§ Short exercise A:
List every line of the entries below that contains the word "covered". Case counts.

---- Selected excerpt

R. H. Forschner Rosewood and Fibrox are so good for their price, it's very hard to do much better without spending significantly more money.  Between them, the Rosewood is more comfortable and better looking than the Fibrox.

 

If you have an interest on your own behalf, it might make more sense for you to resettle one of your old knives with her and buy yourself a new knife.  My dad's girlfriend did this with her old Henckels when we gave her a MAC Pro Chef's.  Sometimes a hand-me-down can be a better, more sensitive gift than the first step in an alien occupation -- and you get a new knife!  Talk to her about it.

 

Before breaking down the choices into individual lines, it would be helpful to know your price range,  whether you prefer a "German" or "French" (which is also Japanese) profile (link to a post describing the profiles in more detail), and how you plan to keep the knife sharp.

--------
---- Supplied records

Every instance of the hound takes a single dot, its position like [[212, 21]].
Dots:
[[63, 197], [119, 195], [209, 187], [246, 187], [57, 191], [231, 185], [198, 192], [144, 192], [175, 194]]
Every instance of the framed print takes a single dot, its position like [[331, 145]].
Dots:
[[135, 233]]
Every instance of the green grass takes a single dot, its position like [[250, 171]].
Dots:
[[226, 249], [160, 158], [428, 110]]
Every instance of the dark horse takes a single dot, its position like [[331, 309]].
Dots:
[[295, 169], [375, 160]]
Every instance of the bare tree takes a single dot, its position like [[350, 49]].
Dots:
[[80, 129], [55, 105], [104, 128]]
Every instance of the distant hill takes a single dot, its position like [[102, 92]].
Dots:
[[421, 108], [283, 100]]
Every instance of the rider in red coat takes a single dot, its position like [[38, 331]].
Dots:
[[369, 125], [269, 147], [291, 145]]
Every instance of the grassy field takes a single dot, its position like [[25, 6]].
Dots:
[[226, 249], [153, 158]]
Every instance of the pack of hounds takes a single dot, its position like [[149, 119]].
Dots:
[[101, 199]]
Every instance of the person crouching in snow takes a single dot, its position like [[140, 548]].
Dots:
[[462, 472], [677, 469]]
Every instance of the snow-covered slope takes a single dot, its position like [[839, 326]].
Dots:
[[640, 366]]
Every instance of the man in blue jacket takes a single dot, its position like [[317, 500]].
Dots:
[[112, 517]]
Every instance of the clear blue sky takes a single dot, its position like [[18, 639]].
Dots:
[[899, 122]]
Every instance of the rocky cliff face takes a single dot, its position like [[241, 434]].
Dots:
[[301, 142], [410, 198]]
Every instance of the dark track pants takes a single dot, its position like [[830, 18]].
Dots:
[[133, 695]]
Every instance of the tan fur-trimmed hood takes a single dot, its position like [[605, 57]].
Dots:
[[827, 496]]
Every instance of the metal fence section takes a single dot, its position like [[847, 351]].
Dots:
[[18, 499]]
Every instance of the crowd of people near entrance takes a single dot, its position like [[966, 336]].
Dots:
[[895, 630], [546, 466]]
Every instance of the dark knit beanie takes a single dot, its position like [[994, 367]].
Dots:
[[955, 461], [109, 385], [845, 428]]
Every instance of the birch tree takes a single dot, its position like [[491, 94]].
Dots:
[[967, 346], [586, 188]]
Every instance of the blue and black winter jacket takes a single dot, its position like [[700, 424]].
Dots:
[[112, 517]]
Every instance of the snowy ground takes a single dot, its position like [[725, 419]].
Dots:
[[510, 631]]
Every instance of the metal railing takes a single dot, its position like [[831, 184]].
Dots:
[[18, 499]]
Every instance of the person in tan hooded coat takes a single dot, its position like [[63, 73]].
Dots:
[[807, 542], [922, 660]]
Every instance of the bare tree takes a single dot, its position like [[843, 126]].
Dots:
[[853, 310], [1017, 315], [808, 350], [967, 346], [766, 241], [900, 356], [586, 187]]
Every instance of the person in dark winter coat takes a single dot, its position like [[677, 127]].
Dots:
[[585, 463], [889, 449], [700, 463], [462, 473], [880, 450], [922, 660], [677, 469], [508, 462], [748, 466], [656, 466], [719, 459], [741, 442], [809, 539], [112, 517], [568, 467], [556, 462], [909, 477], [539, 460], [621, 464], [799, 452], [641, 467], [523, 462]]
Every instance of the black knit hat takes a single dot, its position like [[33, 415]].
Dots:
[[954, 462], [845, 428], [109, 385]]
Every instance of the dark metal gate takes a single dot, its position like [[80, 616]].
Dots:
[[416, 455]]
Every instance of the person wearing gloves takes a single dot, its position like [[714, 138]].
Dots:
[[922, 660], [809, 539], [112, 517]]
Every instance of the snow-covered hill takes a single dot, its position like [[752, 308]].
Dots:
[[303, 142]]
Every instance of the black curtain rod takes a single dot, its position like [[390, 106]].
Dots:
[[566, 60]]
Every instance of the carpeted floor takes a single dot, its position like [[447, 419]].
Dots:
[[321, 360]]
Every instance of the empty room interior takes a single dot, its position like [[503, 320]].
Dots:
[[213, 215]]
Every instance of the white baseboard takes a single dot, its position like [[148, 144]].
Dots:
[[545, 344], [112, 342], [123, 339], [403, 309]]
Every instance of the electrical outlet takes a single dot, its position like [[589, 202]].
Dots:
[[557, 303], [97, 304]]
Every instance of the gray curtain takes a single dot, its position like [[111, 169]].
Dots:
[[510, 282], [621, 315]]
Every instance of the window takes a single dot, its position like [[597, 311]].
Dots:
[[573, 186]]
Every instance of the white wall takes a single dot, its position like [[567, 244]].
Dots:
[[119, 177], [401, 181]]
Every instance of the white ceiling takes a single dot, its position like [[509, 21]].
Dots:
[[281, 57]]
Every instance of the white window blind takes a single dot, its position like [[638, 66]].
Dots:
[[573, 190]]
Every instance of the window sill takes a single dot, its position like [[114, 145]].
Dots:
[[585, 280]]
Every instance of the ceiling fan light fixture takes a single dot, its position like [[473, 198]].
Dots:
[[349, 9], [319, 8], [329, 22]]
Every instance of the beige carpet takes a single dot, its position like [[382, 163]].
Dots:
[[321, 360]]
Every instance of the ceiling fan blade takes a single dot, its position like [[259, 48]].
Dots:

--------

§ Short exercise B:
Answer these questions about the knife advice:
(i) Which of the two R. H. Forschner lines is more comfortable and better looking?
(ii) What knife was given to the dad's girlfriend?
(iii) Which profile does the text say the "French" profile also is?

§ Written response A:
Every instance of the snow-covered slope takes a single dot, its position like [[839, 326]].
Every instance of the snow-covered hill takes a single dot, its position like [[752, 308]].

§ Written response B:
(i) The Rosewood.
(ii) A MAC Pro Chef's.
(iii) Japanese.